_Exercise goal:_
Could you print every one of the items below word for word, with nothing changed or left out?

··· Excerpted records ···

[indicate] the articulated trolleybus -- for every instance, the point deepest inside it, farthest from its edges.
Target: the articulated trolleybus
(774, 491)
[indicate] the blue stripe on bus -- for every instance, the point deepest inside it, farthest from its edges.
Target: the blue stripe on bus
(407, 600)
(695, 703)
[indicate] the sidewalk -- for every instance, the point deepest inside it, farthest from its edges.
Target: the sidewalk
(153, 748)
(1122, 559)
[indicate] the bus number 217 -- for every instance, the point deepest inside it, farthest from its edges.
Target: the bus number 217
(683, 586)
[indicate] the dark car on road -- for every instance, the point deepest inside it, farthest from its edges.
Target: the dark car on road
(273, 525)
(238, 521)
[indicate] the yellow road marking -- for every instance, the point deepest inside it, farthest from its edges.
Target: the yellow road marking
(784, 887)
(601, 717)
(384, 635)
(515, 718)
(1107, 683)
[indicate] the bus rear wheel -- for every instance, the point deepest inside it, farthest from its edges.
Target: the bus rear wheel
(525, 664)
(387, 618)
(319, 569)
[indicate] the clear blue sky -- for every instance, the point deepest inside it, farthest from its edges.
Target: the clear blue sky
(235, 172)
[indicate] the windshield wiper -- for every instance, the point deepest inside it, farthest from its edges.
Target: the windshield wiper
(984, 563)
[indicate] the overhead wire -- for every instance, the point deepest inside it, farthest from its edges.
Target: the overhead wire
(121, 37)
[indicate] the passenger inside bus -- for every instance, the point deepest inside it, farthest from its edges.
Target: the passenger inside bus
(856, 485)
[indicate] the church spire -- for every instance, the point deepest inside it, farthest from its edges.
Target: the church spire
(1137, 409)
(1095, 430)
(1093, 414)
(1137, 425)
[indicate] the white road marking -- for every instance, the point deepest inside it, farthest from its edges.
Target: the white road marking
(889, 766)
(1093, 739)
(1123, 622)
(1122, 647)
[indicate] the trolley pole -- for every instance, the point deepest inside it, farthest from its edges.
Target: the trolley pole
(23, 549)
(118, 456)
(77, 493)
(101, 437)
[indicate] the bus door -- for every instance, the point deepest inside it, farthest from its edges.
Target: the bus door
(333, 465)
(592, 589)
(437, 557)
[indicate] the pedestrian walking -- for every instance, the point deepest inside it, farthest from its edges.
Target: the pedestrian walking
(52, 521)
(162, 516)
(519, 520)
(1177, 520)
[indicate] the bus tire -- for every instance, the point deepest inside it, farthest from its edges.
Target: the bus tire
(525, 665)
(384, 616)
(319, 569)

···

_The result:_
[indicate] the articulated trolleybus -- for every instance, the point deepest inside it, farthest from its edges.
Target: the articulated trolleybus
(774, 491)
[indicate] the blue stripe on bus -- for every instance, the point deepest inside it, farthest from its edges.
Target: the blue stripe on bus
(407, 600)
(695, 703)
[indicate] the sidewalk -- for every instance, the point deepest inside it, farthest from its edges.
Target: the sidewalk
(153, 748)
(1122, 559)
[indicate] the bus number 217 -- for every instance, the point deepest inside it, farthest from its edges.
Target: the bus number 217
(683, 586)
[indicate] the dark car on road -- for every instance, the point deepest inside it, farthest from its edges.
Target: the dark car on road
(273, 525)
(238, 521)
[indicate] the yellow road marking -- for every instance, the point deepest inside it, farthest from its edges.
Target: the yellow road marking
(784, 887)
(601, 717)
(384, 635)
(515, 718)
(1107, 683)
[indicate] the bus rear wheel -- for every instance, the point deepest inside it, farthest from its edges.
Target: the bus rear wheel
(525, 664)
(387, 618)
(319, 569)
[indicate] the clear blue sky -- for every instance, the point deepest inside it, farthest from its edges.
Target: the clear blue sky
(235, 172)
[indicate] the windshield wiper -- for every instance, the point deepest inside it, farthest from its edges.
Target: the windshield wiper
(984, 563)
[indicate] the overhead wire -- for every instance, the point deepest inside it, farthest from its edges.
Target: the overhead wire
(121, 37)
[indicate] the passenger inside bus -- for every instance, the point deepest inside it, farthest from its edges.
Target: the passenger inside bus
(856, 485)
[indicate] the church spire -- for every instance, the point deepest inside it, farthest from its edges.
Target: the church spire
(1137, 409)
(1095, 430)
(1093, 414)
(1137, 425)
[indicate] the white road marking -- for every instance, the point deepest inside it, farthest from its edges.
Target: the white road marking
(889, 766)
(1093, 739)
(1123, 622)
(1122, 647)
[indicate] the trolley pole -- for every instance, the point deepest inside it, farthest from its edges.
Target: the trolley pole
(23, 549)
(118, 456)
(77, 493)
(101, 437)
[indicate] the bus door -- for every instance, the point deepest inside it, farthest from its edges.
Target: the bus door
(333, 465)
(592, 589)
(437, 557)
[indicate] the pedestrian walking -- for every instance, the point deepest inside it, farthest from its edges.
Target: the pedestrian walking
(52, 521)
(162, 516)
(519, 520)
(1177, 520)
[indicate] the bus tire -- for every instance, the point deepest inside it, farthest from its edges.
Target: the bus tire
(525, 665)
(384, 616)
(319, 569)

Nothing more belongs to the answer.